Short task:
Rewrite everything from the line containing "Query: **wine glass**" down to the end of the records as a numbered list, leaving out blank lines.

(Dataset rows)
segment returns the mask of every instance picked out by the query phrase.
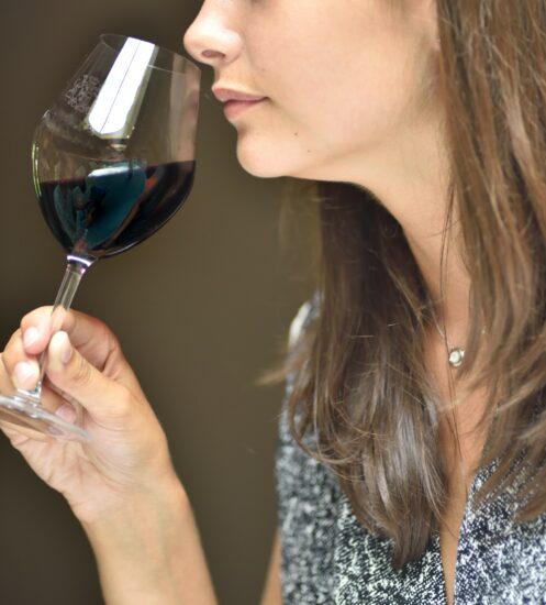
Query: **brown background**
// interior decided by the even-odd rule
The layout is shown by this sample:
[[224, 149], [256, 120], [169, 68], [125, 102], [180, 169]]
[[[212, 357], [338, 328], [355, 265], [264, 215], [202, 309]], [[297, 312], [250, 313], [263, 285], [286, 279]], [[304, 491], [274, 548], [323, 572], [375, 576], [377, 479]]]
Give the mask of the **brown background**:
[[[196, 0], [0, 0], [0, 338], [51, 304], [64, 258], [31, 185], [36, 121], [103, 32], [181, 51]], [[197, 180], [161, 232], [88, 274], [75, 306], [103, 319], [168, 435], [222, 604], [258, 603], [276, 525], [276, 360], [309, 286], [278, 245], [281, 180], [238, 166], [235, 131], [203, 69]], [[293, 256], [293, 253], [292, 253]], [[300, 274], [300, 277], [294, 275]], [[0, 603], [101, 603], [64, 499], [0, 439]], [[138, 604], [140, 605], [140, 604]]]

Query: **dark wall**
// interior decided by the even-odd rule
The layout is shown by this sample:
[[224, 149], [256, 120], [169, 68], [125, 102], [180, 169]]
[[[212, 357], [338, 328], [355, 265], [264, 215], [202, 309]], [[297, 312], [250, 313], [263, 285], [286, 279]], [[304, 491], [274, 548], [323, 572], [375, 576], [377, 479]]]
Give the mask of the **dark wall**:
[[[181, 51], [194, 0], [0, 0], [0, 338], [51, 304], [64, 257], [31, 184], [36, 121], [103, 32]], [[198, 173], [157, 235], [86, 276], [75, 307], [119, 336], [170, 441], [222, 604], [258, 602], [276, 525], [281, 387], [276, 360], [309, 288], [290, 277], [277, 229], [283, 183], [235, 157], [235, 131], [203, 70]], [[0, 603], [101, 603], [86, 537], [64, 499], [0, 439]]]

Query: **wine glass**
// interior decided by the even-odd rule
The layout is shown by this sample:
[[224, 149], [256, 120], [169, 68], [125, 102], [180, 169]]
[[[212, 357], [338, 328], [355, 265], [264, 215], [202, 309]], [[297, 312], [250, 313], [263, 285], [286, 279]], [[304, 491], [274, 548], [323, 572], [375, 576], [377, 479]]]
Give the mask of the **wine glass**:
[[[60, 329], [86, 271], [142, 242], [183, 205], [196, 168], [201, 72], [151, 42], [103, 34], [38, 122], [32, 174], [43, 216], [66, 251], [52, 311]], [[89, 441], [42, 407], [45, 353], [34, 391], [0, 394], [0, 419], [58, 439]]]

Answer to the task:
1. Query: **wine glass**
2. // interior decided by the even-odd rule
3. The layout is shown by this sample:
4. [[224, 149], [256, 120], [169, 68], [125, 102], [180, 169]]
5. [[[212, 357], [338, 328], [355, 265], [264, 215], [202, 309]], [[297, 312], [250, 313], [263, 285], [286, 279]], [[304, 491], [274, 548], [323, 572], [375, 576], [377, 479]]]
6. Give the mask of the **wine glass**:
7. [[[60, 329], [86, 271], [142, 242], [183, 205], [196, 168], [201, 72], [151, 42], [103, 34], [38, 122], [32, 174], [43, 216], [66, 251], [52, 311]], [[89, 441], [42, 407], [45, 353], [34, 391], [0, 394], [0, 419], [58, 439]]]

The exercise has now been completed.